• _Exercise prompt_: In the items below, change "rough mask" to "coarse mask" everywhere it appears and reproduce the lines with nothing else altered. Omit the pictures from your answer.
[[ Material for this exercise open ]]
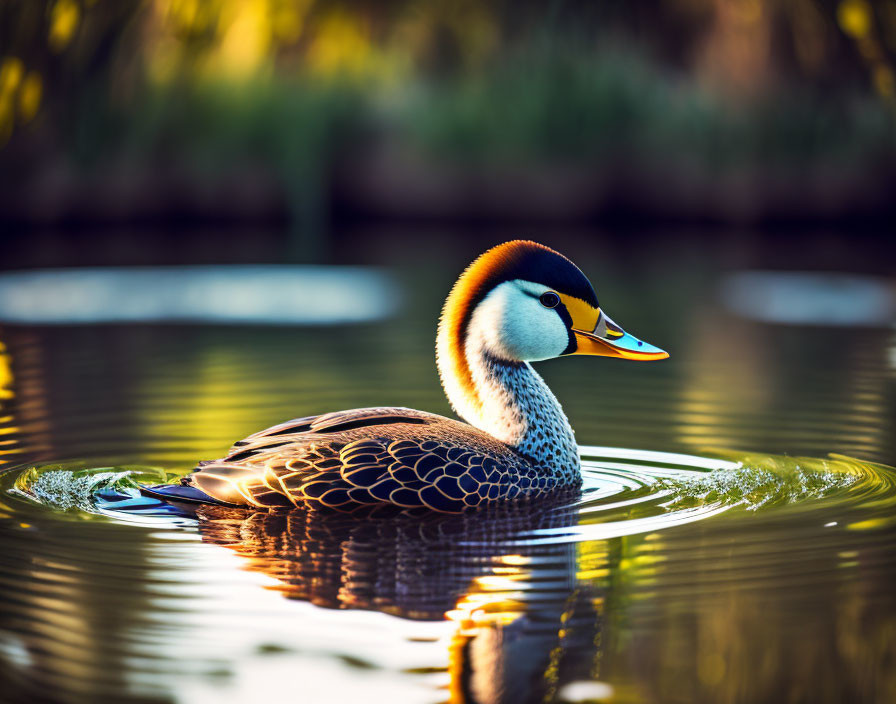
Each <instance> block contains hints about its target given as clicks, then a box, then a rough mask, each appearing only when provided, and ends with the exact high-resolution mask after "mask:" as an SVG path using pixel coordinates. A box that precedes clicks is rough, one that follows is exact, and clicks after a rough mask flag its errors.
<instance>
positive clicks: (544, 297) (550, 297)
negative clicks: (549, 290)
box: [538, 291, 560, 308]
mask: <svg viewBox="0 0 896 704" xmlns="http://www.w3.org/2000/svg"><path fill="white" fill-rule="evenodd" d="M538 300H539V301H541V305H543V306H544V307H545V308H556V307H557V306H559V305H560V296H558V295H557V294H556V293H554V292H553V291H545V292H544V293H543V294H541V296H539V298H538Z"/></svg>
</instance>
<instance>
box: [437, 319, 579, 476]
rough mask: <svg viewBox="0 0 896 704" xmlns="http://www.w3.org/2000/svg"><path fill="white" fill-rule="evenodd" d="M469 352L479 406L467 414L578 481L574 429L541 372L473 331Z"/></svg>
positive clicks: (469, 357)
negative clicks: (504, 351) (541, 376)
mask: <svg viewBox="0 0 896 704" xmlns="http://www.w3.org/2000/svg"><path fill="white" fill-rule="evenodd" d="M466 353H467V361H468V363H469V365H470V371H471V373H472V381H473V384H474V386H475V389H476V394H477V396H478V398H479V401H480V402H481V411H480V412H479V413H477V414H475V417H468V418H465V420H467V422H469V423H470V424H471V425H473V426H475V427H477V428H479V429H480V430H483V431H485V432H486V433H488V434H489V435H492V436H493V437H495V438H497V439H498V440H500V441H501V442H503V443H506V444H507V445H510V446H511V447H513V448H514V449H515V450H516V451H517V452H520V453H521V454H523V455H525V456H526V457H527V458H528V459H529V460H530V461H531V462H532V463H533V464H534V465H535V466H536V467H538V468H539V469H542V470H544V471H546V472H549V473H550V474H551V475H553V476H556V477H557V479H558V480H560V483H562V484H574V483H578V482H579V481H580V478H581V469H580V465H579V452H578V446H577V445H576V441H575V434H574V433H573V430H572V428H571V427H570V425H569V421H568V420H567V418H566V415H565V414H564V413H563V409H562V408H561V406H560V402H559V401H557V398H556V397H555V396H554V394H553V393H551V390H550V389H549V388H548V385H547V384H546V383H545V382H544V380H543V379H542V378H541V376H539V374H538V373H537V372H536V371H535V370H534V369H533V368H532V367H531V365H529V364H528V363H527V362H510V361H506V360H501V359H498V358H496V357H494V356H493V355H491V354H489V353H488V352H487V351H485V350H484V349H482V347H481V346H479V345H478V344H477V340H476V337H475V336H472V337H471V338H470V339H468V340H467V345H466ZM446 391H447V389H446ZM449 398H450V397H449ZM450 400H451V401H452V404H454V399H450ZM454 405H455V408H459V407H462V406H461V404H454ZM467 407H469V405H468V404H467Z"/></svg>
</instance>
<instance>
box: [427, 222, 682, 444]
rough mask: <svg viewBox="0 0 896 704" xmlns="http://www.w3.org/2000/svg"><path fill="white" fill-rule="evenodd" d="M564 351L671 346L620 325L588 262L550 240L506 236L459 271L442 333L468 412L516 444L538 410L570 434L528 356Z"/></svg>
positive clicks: (532, 361)
mask: <svg viewBox="0 0 896 704" xmlns="http://www.w3.org/2000/svg"><path fill="white" fill-rule="evenodd" d="M566 355H592V356H601V357H619V358H622V359H631V360H639V361H652V360H659V359H665V358H666V357H668V356H669V355H668V354H667V353H666V352H664V351H663V350H661V349H659V348H658V347H654V346H653V345H650V344H648V343H646V342H644V341H643V340H639V339H638V338H636V337H635V336H633V335H630V334H629V333H627V332H625V331H624V330H623V329H622V328H621V327H620V326H619V325H617V324H616V323H615V322H614V321H613V320H612V319H611V318H610V317H609V316H608V315H607V314H606V313H605V312H604V311H603V309H602V308H601V305H600V303H599V302H598V298H597V294H595V292H594V288H593V287H592V285H591V283H590V282H589V281H588V278H587V277H586V276H585V275H584V274H583V273H582V272H581V270H580V269H579V268H578V267H577V266H576V265H575V264H573V263H572V262H571V261H570V260H569V259H567V258H566V257H564V256H563V255H562V254H559V253H558V252H555V251H554V250H552V249H550V248H548V247H545V246H544V245H540V244H538V243H536V242H529V241H525V240H515V241H512V242H506V243H504V244H501V245H498V246H497V247H494V248H492V249H490V250H488V251H487V252H485V253H484V254H483V255H481V256H480V257H479V258H478V259H476V261H474V262H473V263H472V264H471V265H470V266H469V267H467V269H466V270H465V271H464V272H463V274H461V276H460V278H459V279H458V280H457V283H455V285H454V287H453V288H452V290H451V293H450V294H449V295H448V299H447V300H446V301H445V306H444V308H443V310H442V317H441V319H440V321H439V331H438V337H437V342H436V358H437V363H438V367H439V376H440V377H441V380H442V385H443V387H444V388H445V393H446V394H447V396H448V399H449V400H450V401H451V405H452V407H453V408H454V410H455V411H457V413H458V414H459V415H460V416H461V417H463V418H464V419H466V420H467V421H468V422H470V423H472V424H473V425H475V426H476V427H478V428H480V429H481V430H485V431H486V432H489V433H490V434H492V435H493V436H495V437H498V438H499V439H502V440H503V441H504V442H508V443H510V444H519V442H522V441H521V440H520V438H523V437H525V436H526V434H527V433H528V432H529V430H531V428H532V427H533V423H534V421H536V420H538V424H539V425H540V426H542V427H546V426H547V427H548V428H552V430H551V432H554V433H555V434H567V435H569V436H570V438H571V435H572V431H571V430H570V429H569V426H568V422H567V420H566V417H565V416H564V415H563V413H562V410H561V409H560V407H559V404H557V402H556V399H554V397H553V396H552V395H551V394H550V392H549V391H548V390H547V387H546V386H544V385H543V382H542V381H541V379H540V377H538V376H537V375H536V374H535V372H534V371H532V370H531V368H530V367H529V365H528V364H527V363H528V362H536V361H540V360H544V359H551V358H554V357H562V356H566ZM547 415H550V416H552V417H553V418H554V420H555V421H556V422H555V423H554V424H553V425H551V423H550V422H546V421H545V416H547ZM548 420H549V419H548ZM571 442H572V441H571V440H570V443H571ZM570 452H572V449H571V450H570Z"/></svg>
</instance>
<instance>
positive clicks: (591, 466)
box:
[[ Material for this exercise closed ]]
• _Task output_:
Each <instance> block contains hints about its target given as clicks, then a box, then a coarse mask, each appearing only when provided, and ends with the exact high-resolution mask after "mask:" as an SVG path using pixel coordinates. A box that precedes clicks is rough, one that follows is exact, and clicks after a coarse mask flag its errors.
<instance>
positive clicks: (544, 297) (550, 297)
negative clicks: (549, 290)
box: [538, 291, 560, 308]
mask: <svg viewBox="0 0 896 704" xmlns="http://www.w3.org/2000/svg"><path fill="white" fill-rule="evenodd" d="M538 300H539V301H541V305H543V306H544V307H545V308H556V307H557V306H559V305H560V296H558V295H557V294H556V293H554V292H553V291H545V292H544V293H543V294H541V296H539V298H538Z"/></svg>
</instance>
<instance>
box: [437, 319, 579, 476]
coarse mask: <svg viewBox="0 0 896 704" xmlns="http://www.w3.org/2000/svg"><path fill="white" fill-rule="evenodd" d="M469 352L479 406L467 414L578 481L574 429L541 372L473 331Z"/></svg>
positive clicks: (469, 357)
negative clicks: (504, 351) (541, 376)
mask: <svg viewBox="0 0 896 704" xmlns="http://www.w3.org/2000/svg"><path fill="white" fill-rule="evenodd" d="M466 353H467V361H468V363H469V365H470V371H471V373H472V381H473V384H474V386H475V389H476V394H477V396H478V398H479V401H480V402H481V411H480V412H479V413H477V414H475V417H468V418H465V420H467V422H469V423H470V424H471V425H473V426H475V427H477V428H479V429H480V430H483V431H485V432H486V433H488V434H489V435H492V436H493V437H495V438H497V439H498V440H500V441H501V442H503V443H506V444H507V445H510V446H511V447H513V448H514V449H515V450H516V451H517V452H520V453H521V454H523V455H525V456H526V457H527V458H528V459H529V460H530V461H531V462H532V463H533V464H534V465H535V466H536V467H538V468H539V469H542V470H544V471H546V472H549V473H550V474H551V475H553V476H556V477H557V479H558V480H560V483H562V484H574V483H578V482H579V481H580V478H581V469H580V465H579V452H578V446H577V445H576V441H575V434H574V433H573V430H572V428H571V427H570V425H569V421H568V420H567V418H566V415H565V414H564V413H563V409H562V408H561V406H560V402H559V401H557V398H556V397H555V396H554V394H553V393H551V390H550V389H549V388H548V385H547V384H546V383H545V382H544V380H543V379H542V378H541V376H539V374H538V373H537V372H536V371H535V370H534V369H533V368H532V367H531V365H529V364H528V363H527V362H510V361H506V360H501V359H498V358H496V357H494V356H493V355H491V354H489V353H488V352H487V351H485V350H484V349H482V347H481V346H479V345H478V344H477V340H476V337H475V336H472V337H471V338H470V339H468V340H467V345H466ZM446 391H447V389H446ZM449 398H450V397H449ZM450 400H451V401H452V404H454V399H450ZM454 405H455V408H459V407H462V406H461V404H454ZM467 407H469V405H468V404H467Z"/></svg>
</instance>
<instance>
box: [427, 222, 682, 444]
coarse mask: <svg viewBox="0 0 896 704" xmlns="http://www.w3.org/2000/svg"><path fill="white" fill-rule="evenodd" d="M564 351L671 346L620 325L588 262L550 240L506 236L459 271L442 333L468 412L516 444L538 410L570 434L528 356Z"/></svg>
positive clicks: (532, 361)
mask: <svg viewBox="0 0 896 704" xmlns="http://www.w3.org/2000/svg"><path fill="white" fill-rule="evenodd" d="M566 355H592V356H601V357H619V358H622V359H631V360H639V361H652V360H659V359H665V358H666V357H668V356H669V355H668V354H667V353H666V352H664V351H663V350H661V349H659V348H658V347H654V346H653V345H650V344H648V343H646V342H644V341H643V340H639V339H638V338H636V337H635V336H633V335H630V334H629V333H627V332H625V331H624V330H623V329H622V328H621V327H620V326H619V325H617V324H616V323H615V322H614V321H613V320H612V319H611V318H610V317H609V316H608V315H607V314H606V313H605V312H604V311H603V309H602V308H601V305H600V303H599V302H598V298H597V294H595V292H594V288H593V287H592V285H591V283H590V282H589V281H588V278H587V277H586V276H585V275H584V274H583V273H582V272H581V270H580V269H579V268H578V267H577V266H576V265H575V264H573V263H572V262H571V261H570V260H569V259H567V258H566V257H564V256H563V255H562V254H559V253H558V252H555V251H554V250H552V249H550V248H548V247H545V246H544V245H540V244H538V243H536V242H529V241H525V240H515V241H512V242H506V243H504V244H501V245H498V246H497V247H494V248H492V249H490V250H488V251H487V252H485V253H484V254H483V255H481V256H480V257H479V258H478V259H476V261H474V262H473V263H472V264H471V265H470V266H469V267H467V269H466V270H465V271H464V272H463V274H461V276H460V278H459V279H458V280H457V283H455V285H454V287H453V288H452V290H451V293H450V294H449V295H448V299H447V300H446V301H445V306H444V308H443V310H442V317H441V319H440V321H439V331H438V337H437V342H436V358H437V363H438V367H439V376H440V377H441V380H442V385H443V387H444V388H445V393H446V394H447V396H448V399H449V400H450V401H451V405H452V407H453V408H454V410H455V411H457V413H458V414H459V415H460V416H461V417H463V418H464V419H466V420H467V421H468V422H470V423H472V424H473V425H475V426H476V427H478V428H480V429H481V430H485V431H486V432H489V433H490V434H492V435H493V436H495V437H498V438H499V439H502V440H503V441H504V442H508V443H510V444H519V442H522V441H521V440H520V438H523V437H525V436H526V434H527V433H528V432H529V430H531V428H532V427H533V423H534V421H536V420H538V424H539V425H540V426H542V427H546V426H547V427H548V428H552V430H551V432H554V433H555V434H567V435H569V436H570V438H571V435H572V431H571V430H570V429H569V426H568V422H567V420H566V417H565V416H564V415H563V413H562V410H561V409H560V407H559V404H557V402H556V399H554V397H553V396H552V395H551V394H550V392H549V391H548V390H547V387H546V386H544V385H543V382H542V381H541V379H540V377H538V376H537V375H536V374H535V372H534V371H532V370H531V368H530V367H529V365H528V364H527V363H528V362H536V361H540V360H544V359H551V358H554V357H562V356H566ZM547 415H550V416H552V417H553V418H554V420H555V421H556V422H555V423H554V424H553V425H551V423H550V422H546V421H545V416H547ZM548 420H549V419H548ZM571 442H572V441H571V440H570V443H571ZM570 452H572V449H571V450H570Z"/></svg>
</instance>
<instance>
positive clicks: (591, 466)
box:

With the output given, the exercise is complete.